> **GOAL**:
Please pick out and copy every line below that contains the word "fork".

(A block of data)
============================================================

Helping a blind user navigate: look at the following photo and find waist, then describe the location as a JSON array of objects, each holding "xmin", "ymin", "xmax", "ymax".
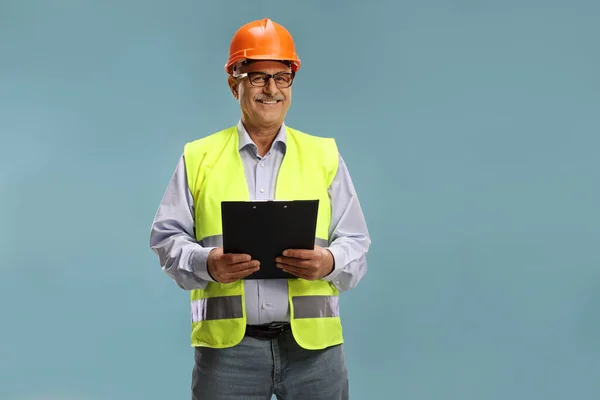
[{"xmin": 246, "ymin": 321, "xmax": 292, "ymax": 340}]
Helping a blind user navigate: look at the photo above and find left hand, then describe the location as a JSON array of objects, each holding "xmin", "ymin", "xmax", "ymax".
[{"xmin": 275, "ymin": 245, "xmax": 334, "ymax": 281}]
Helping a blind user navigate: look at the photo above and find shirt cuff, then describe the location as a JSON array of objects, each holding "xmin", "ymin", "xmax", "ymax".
[
  {"xmin": 323, "ymin": 247, "xmax": 346, "ymax": 288},
  {"xmin": 190, "ymin": 247, "xmax": 216, "ymax": 282}
]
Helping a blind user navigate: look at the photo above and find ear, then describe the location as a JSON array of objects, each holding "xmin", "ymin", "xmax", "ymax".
[{"xmin": 227, "ymin": 75, "xmax": 239, "ymax": 100}]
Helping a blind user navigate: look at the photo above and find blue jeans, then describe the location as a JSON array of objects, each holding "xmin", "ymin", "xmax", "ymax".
[{"xmin": 192, "ymin": 331, "xmax": 349, "ymax": 400}]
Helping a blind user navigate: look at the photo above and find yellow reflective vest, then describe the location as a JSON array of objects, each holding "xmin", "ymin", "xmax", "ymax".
[{"xmin": 184, "ymin": 126, "xmax": 343, "ymax": 349}]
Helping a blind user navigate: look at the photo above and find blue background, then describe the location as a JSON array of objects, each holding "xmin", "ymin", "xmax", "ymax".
[{"xmin": 0, "ymin": 0, "xmax": 600, "ymax": 400}]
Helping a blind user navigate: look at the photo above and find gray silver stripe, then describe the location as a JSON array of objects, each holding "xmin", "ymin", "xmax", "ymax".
[
  {"xmin": 198, "ymin": 235, "xmax": 329, "ymax": 247},
  {"xmin": 192, "ymin": 296, "xmax": 244, "ymax": 322},
  {"xmin": 292, "ymin": 296, "xmax": 340, "ymax": 319}
]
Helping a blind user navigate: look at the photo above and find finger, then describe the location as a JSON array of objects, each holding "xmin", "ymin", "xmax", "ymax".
[
  {"xmin": 283, "ymin": 249, "xmax": 315, "ymax": 260},
  {"xmin": 221, "ymin": 253, "xmax": 252, "ymax": 264}
]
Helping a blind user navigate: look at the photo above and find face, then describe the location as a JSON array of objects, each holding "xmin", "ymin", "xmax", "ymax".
[{"xmin": 229, "ymin": 61, "xmax": 292, "ymax": 129}]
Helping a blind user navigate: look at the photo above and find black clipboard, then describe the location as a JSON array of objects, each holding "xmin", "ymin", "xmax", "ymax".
[{"xmin": 221, "ymin": 200, "xmax": 319, "ymax": 279}]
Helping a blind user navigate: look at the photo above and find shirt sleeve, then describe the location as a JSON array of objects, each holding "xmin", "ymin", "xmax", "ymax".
[
  {"xmin": 150, "ymin": 155, "xmax": 214, "ymax": 290},
  {"xmin": 323, "ymin": 155, "xmax": 371, "ymax": 291}
]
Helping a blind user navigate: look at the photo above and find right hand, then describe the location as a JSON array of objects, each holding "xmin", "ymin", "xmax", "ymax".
[{"xmin": 208, "ymin": 247, "xmax": 260, "ymax": 283}]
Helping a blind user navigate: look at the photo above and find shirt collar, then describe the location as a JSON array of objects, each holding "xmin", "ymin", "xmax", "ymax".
[{"xmin": 237, "ymin": 120, "xmax": 287, "ymax": 151}]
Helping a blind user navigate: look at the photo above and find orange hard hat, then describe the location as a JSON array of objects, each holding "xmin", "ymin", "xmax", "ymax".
[{"xmin": 225, "ymin": 18, "xmax": 300, "ymax": 74}]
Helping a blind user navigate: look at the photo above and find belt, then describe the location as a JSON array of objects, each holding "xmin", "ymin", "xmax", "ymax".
[{"xmin": 246, "ymin": 322, "xmax": 292, "ymax": 340}]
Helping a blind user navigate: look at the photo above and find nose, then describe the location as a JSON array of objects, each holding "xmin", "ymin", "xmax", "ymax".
[{"xmin": 263, "ymin": 77, "xmax": 279, "ymax": 94}]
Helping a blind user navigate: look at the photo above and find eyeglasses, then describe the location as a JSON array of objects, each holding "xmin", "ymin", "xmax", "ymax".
[{"xmin": 236, "ymin": 72, "xmax": 296, "ymax": 89}]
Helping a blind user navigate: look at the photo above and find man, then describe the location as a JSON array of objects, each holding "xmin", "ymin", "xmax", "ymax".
[{"xmin": 150, "ymin": 19, "xmax": 370, "ymax": 400}]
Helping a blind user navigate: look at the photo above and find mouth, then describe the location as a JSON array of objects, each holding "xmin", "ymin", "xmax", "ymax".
[{"xmin": 256, "ymin": 100, "xmax": 281, "ymax": 105}]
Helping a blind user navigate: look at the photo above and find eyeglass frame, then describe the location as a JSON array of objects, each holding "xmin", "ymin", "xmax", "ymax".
[{"xmin": 235, "ymin": 71, "xmax": 296, "ymax": 89}]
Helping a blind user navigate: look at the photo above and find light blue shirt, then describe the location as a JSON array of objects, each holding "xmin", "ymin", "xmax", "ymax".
[{"xmin": 150, "ymin": 121, "xmax": 371, "ymax": 325}]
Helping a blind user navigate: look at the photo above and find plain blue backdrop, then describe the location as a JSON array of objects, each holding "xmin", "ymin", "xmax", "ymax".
[{"xmin": 0, "ymin": 0, "xmax": 600, "ymax": 400}]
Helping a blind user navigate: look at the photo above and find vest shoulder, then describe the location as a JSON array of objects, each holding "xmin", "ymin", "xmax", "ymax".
[{"xmin": 184, "ymin": 126, "xmax": 237, "ymax": 153}]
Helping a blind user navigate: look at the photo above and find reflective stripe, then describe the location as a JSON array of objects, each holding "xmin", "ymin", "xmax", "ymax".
[
  {"xmin": 192, "ymin": 296, "xmax": 244, "ymax": 322},
  {"xmin": 198, "ymin": 235, "xmax": 329, "ymax": 247},
  {"xmin": 292, "ymin": 296, "xmax": 340, "ymax": 319}
]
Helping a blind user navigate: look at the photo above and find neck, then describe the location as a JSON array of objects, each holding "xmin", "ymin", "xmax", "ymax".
[{"xmin": 242, "ymin": 121, "xmax": 281, "ymax": 157}]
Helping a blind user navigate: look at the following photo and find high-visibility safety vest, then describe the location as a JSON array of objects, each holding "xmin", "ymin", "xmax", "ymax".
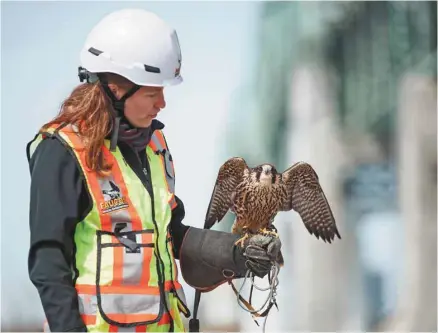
[{"xmin": 28, "ymin": 125, "xmax": 190, "ymax": 332}]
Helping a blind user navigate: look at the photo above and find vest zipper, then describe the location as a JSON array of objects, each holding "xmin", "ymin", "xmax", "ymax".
[{"xmin": 119, "ymin": 143, "xmax": 174, "ymax": 332}]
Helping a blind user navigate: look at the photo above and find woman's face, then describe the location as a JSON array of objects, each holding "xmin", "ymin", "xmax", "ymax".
[{"xmin": 108, "ymin": 83, "xmax": 166, "ymax": 128}]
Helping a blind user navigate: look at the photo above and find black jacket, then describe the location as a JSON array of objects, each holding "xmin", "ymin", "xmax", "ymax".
[{"xmin": 28, "ymin": 123, "xmax": 189, "ymax": 332}]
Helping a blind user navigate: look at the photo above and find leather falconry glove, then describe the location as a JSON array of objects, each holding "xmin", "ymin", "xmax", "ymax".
[{"xmin": 179, "ymin": 227, "xmax": 282, "ymax": 291}]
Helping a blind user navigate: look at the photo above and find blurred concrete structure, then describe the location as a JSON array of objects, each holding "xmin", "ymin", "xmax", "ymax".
[{"xmin": 225, "ymin": 2, "xmax": 437, "ymax": 331}]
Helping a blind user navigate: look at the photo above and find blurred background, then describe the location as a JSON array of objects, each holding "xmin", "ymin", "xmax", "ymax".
[{"xmin": 1, "ymin": 1, "xmax": 437, "ymax": 332}]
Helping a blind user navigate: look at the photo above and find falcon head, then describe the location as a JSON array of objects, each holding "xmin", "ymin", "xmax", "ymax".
[{"xmin": 254, "ymin": 163, "xmax": 278, "ymax": 185}]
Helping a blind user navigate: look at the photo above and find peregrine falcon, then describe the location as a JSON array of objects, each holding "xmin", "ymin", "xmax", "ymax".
[{"xmin": 206, "ymin": 157, "xmax": 341, "ymax": 250}]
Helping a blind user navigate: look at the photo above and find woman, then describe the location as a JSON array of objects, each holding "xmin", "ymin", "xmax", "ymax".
[{"xmin": 27, "ymin": 10, "xmax": 280, "ymax": 332}]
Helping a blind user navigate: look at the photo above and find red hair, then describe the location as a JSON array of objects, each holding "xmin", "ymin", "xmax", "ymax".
[{"xmin": 42, "ymin": 73, "xmax": 132, "ymax": 176}]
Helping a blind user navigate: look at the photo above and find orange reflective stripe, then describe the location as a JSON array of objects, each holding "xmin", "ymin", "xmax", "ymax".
[
  {"xmin": 140, "ymin": 234, "xmax": 152, "ymax": 286},
  {"xmin": 58, "ymin": 128, "xmax": 112, "ymax": 231},
  {"xmin": 81, "ymin": 315, "xmax": 96, "ymax": 326},
  {"xmin": 102, "ymin": 146, "xmax": 143, "ymax": 230}
]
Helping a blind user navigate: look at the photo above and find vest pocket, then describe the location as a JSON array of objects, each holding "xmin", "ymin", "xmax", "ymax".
[{"xmin": 96, "ymin": 230, "xmax": 164, "ymax": 327}]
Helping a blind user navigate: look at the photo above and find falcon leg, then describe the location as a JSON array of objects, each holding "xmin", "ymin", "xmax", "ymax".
[
  {"xmin": 259, "ymin": 227, "xmax": 278, "ymax": 238},
  {"xmin": 234, "ymin": 233, "xmax": 249, "ymax": 248}
]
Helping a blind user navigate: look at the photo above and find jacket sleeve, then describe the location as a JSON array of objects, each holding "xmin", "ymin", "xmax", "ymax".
[{"xmin": 28, "ymin": 138, "xmax": 89, "ymax": 332}]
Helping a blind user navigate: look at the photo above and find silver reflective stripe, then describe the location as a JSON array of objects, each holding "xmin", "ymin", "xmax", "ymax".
[
  {"xmin": 99, "ymin": 175, "xmax": 151, "ymax": 285},
  {"xmin": 78, "ymin": 294, "xmax": 97, "ymax": 315},
  {"xmin": 78, "ymin": 294, "xmax": 160, "ymax": 315},
  {"xmin": 123, "ymin": 234, "xmax": 148, "ymax": 285}
]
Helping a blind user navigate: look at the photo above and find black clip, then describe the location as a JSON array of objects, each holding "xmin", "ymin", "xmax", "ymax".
[{"xmin": 78, "ymin": 66, "xmax": 90, "ymax": 82}]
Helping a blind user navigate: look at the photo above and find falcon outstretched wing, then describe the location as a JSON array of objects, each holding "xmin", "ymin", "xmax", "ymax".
[
  {"xmin": 280, "ymin": 162, "xmax": 341, "ymax": 243},
  {"xmin": 205, "ymin": 157, "xmax": 248, "ymax": 229}
]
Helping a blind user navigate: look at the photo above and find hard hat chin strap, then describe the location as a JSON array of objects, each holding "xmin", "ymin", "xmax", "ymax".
[{"xmin": 98, "ymin": 75, "xmax": 140, "ymax": 151}]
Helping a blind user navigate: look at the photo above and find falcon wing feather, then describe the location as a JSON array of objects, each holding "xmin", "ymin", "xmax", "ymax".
[
  {"xmin": 281, "ymin": 162, "xmax": 341, "ymax": 243},
  {"xmin": 205, "ymin": 157, "xmax": 248, "ymax": 229}
]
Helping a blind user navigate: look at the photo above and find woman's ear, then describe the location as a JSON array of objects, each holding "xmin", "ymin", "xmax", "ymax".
[{"xmin": 108, "ymin": 83, "xmax": 122, "ymax": 99}]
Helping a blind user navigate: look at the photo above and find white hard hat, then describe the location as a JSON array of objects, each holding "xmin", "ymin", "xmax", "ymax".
[{"xmin": 80, "ymin": 9, "xmax": 182, "ymax": 87}]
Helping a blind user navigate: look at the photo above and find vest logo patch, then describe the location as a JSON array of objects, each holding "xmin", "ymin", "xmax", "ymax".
[{"xmin": 100, "ymin": 181, "xmax": 129, "ymax": 214}]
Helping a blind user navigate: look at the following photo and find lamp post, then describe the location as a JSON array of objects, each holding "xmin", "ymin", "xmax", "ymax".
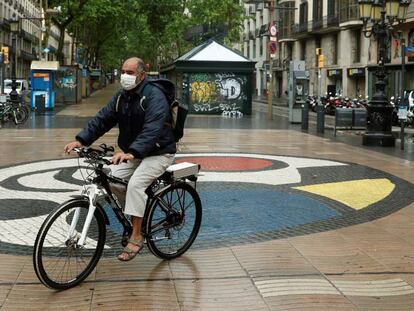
[
  {"xmin": 358, "ymin": 0, "xmax": 411, "ymax": 146},
  {"xmin": 10, "ymin": 18, "xmax": 20, "ymax": 102}
]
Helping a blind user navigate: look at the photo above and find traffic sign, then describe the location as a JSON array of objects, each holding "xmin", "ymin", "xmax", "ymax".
[
  {"xmin": 267, "ymin": 41, "xmax": 277, "ymax": 57},
  {"xmin": 269, "ymin": 23, "xmax": 277, "ymax": 36},
  {"xmin": 1, "ymin": 46, "xmax": 9, "ymax": 64}
]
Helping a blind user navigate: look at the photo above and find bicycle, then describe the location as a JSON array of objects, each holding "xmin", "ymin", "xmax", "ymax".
[
  {"xmin": 33, "ymin": 144, "xmax": 202, "ymax": 290},
  {"xmin": 0, "ymin": 101, "xmax": 30, "ymax": 125}
]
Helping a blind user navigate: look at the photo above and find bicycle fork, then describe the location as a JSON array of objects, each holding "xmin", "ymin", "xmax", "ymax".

============================================================

> **WRITTEN ANSWER**:
Helping a blind user navigate: look at the photo above and find bicycle fork, then describe the location as a JSON array of objects, each holding "xmin", "ymin", "xmax", "ymax".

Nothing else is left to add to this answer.